Par ailleurs, si Mme [K] reproche à l’employeur son manque de réaction à la suite de la dénonciation de faits de harcèlement moral, force est de constater qu’il justifie au contraire avoir réagi de façon adaptée et proportionnée en organisant une réunion avec la salariée le 10 septembre 2020 à laquelle elle ne s’est pas rendue, puis une réunion le 6 octobre suivant afin de lui permettre de préciser les agissements dénoncés et évoquer sa réintégration dans l’entreprise, étant observé une absence totale de précision de la part de Mme [K] dans le courrier du 23 septembre 2020 dénonçant un harcèlement moral, la salariée se contentant d’y évoquer, et pour la première fois, une pression morale exercée à son encontre et une dégradation des relations avec M. [B] sans plus de détail. Lors de l’échange du 6 octobre 2020 à l’initiative de l’employeur, Mme [K] était accompagnée d’une élue du personnelle qui en a fait le compte rendu (document produit par la salariée), qui ne fait pas ressortir un comportement inapproprié de l’employeur à la suite de l’alerte reçue pour la première fois par l’intéressée le 23 septembre 2020.

Au contraire, ce compte rendu de Mme [F], qui n’a pas été témoin direct des agissements relatés au titre du harcèlement moral et ne fait par ailleurs sur ce point que relater les déclarations de Mme [K], démontre par les propos rapportés de l’employeur qu’il a entendu tenir compte de la situation de harcèlement évoquée. De plus, il ne saurait sérieusement lui être reproché d’avoir, avant toute alerte, proposé à la salariée le 4 septembre 2020 de reprendre son poste de travail conformément à son obligation légale, étant souligné que la responsable des ressources humaines lui a également ensuite proposé à la suite de l’alerte un repositionnement sur un autre poste en lui demandant même «quel autre poste pourrait l’intéresser au sein du groupe afin qu’elle puisse lui faire une proposition en adéquation avec ses souhaits de développement personnel», ce que Mme [K] a refusé.

Dès lors, la cour retient qu’aucun harcèlement moral n’est établi, alors que l’employeur justifie que ses décisions étaient toutes justifiées par des éléments objectifs étrangers à tout harcèlement, et confirme le jugement en ce qu’il a débouté la salariée de ses demandes formées à ce titre.

● Entrées enregistrées
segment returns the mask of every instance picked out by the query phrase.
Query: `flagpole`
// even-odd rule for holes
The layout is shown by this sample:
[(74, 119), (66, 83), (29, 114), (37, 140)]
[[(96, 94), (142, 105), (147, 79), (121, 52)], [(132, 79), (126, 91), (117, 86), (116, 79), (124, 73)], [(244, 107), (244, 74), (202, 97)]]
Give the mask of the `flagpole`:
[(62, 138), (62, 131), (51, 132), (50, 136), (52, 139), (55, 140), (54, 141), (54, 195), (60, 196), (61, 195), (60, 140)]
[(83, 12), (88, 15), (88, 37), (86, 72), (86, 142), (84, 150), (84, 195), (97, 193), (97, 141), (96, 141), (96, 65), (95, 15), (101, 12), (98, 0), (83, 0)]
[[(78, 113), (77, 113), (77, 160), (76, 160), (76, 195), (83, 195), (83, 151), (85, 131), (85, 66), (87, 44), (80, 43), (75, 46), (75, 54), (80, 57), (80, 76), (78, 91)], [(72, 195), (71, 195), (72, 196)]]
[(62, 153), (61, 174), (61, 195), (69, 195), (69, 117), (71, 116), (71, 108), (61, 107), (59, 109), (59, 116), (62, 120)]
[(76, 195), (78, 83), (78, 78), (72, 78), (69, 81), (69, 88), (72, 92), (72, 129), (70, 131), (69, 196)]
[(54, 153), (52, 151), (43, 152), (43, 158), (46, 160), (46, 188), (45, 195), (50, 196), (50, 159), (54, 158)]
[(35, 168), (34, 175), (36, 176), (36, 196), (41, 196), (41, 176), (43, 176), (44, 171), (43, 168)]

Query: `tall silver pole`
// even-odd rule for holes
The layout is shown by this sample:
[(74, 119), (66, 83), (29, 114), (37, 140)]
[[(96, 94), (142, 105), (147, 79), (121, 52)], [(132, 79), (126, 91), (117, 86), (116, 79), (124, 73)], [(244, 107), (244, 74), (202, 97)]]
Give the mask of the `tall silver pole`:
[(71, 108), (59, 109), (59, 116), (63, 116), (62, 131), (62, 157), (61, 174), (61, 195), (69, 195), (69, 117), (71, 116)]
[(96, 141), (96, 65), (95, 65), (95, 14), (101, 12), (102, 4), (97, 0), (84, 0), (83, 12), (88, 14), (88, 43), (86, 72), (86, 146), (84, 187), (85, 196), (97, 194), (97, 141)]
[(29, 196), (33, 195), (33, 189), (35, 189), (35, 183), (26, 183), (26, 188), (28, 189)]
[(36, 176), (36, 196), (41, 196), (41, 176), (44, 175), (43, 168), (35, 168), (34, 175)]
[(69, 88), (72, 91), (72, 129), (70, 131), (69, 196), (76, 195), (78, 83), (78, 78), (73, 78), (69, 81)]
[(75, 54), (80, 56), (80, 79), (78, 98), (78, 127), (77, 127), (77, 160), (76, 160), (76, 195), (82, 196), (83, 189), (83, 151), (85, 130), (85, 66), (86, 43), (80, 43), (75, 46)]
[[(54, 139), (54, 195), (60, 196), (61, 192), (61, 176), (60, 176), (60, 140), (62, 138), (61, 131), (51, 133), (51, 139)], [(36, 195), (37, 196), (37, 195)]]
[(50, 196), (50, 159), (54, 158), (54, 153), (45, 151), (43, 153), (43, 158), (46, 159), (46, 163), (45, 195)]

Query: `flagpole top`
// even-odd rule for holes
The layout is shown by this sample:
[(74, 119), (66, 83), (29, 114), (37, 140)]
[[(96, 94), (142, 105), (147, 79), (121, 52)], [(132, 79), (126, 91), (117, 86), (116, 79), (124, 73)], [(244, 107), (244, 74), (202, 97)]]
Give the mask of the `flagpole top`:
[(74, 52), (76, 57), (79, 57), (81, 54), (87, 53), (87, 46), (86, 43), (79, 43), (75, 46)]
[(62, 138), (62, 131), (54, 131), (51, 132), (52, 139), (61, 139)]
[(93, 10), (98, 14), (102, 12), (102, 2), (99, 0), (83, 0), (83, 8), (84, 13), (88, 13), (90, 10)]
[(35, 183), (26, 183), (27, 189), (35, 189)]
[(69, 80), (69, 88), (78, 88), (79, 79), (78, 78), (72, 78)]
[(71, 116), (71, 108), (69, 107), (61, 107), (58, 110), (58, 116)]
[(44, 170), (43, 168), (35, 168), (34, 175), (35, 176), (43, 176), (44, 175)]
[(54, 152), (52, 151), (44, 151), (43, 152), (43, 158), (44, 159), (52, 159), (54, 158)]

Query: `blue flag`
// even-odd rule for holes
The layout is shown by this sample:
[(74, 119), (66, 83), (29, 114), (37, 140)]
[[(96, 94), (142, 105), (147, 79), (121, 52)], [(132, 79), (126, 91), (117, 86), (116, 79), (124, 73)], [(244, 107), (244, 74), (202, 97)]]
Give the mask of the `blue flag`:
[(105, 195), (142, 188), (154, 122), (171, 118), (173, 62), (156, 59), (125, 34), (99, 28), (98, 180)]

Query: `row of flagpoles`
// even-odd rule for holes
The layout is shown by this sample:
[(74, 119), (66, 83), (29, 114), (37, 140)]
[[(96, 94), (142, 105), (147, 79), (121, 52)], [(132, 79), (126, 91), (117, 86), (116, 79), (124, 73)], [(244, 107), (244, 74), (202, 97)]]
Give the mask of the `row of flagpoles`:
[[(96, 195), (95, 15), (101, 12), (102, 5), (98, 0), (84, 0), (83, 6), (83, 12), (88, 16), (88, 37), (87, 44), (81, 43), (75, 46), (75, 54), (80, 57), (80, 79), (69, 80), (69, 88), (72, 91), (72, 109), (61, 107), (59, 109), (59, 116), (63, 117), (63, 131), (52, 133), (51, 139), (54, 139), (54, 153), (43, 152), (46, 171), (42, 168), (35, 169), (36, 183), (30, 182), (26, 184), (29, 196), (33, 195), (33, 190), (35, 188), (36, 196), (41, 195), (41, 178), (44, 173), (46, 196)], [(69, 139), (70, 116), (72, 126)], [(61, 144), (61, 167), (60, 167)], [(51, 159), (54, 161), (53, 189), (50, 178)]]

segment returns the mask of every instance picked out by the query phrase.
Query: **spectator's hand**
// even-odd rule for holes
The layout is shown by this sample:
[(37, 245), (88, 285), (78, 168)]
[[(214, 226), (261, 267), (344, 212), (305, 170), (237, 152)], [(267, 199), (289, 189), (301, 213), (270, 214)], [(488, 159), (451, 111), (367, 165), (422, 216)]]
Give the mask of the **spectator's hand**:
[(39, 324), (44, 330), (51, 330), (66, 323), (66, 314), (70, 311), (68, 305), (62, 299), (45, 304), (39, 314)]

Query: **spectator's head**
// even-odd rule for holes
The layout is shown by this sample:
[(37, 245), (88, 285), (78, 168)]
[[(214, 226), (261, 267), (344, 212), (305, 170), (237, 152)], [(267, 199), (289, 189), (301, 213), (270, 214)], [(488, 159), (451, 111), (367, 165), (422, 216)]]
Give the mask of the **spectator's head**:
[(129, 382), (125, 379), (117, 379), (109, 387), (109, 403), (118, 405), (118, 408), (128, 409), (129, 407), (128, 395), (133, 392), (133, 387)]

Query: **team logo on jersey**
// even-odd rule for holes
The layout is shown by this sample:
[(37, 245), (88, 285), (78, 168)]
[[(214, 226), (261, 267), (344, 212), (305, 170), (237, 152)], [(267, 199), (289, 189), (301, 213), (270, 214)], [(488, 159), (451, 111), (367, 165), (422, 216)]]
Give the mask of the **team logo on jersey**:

● TRAVAIL À FAIRE
a – Citez le passage de l'extrait de décision qui va de « Dès lors, la » jusqu'à « à ce titre. ».
b – Résumez l'extrait de décision en deux phrases.
c – Répondez aux questions suivantes d'après l'extrait de décision :
(i) À quelle date a eu lieu la réunion à laquelle Mme [K] ne s'est pas rendue ?
(ii) De quelle date est le courrier de Mme [K] dénonçant un harcèlement moral ?
(iii) À quelle date l'employeur a-t-il proposé à la salariée de reprendre son poste de travail ?

● RÉSULTATS PAR TÂCHE
a –
Dès lors, la cour retient qu’aucun harcèlement moral n’est établi, alors que l’employeur justifie que ses décisions étaient toutes justifiées par des éléments objectifs étrangers à tout harcèlement, et confirme le jugement en ce qu’il a débouté la salariée de ses demandes formées à ce titre.

b – L'employeur a réagi de façon adaptée et proportionnée à la dénonciation de harcèlement moral par Mme [K] : il a organisé des réunions le 10 septembre et le 6 octobre 2020, puis lui a proposé un repositionnement sur un autre poste, ce qu'elle a refusé. La cour retient donc qu'aucun harcèlement moral n'est établi et confirme le jugement qui a débouté la salariée de ses demandes à ce titre.

c –
(i) Le 10 septembre 2020.
(ii) Du 23 septembre 2020.
(iii) Le 4 septembre 2020.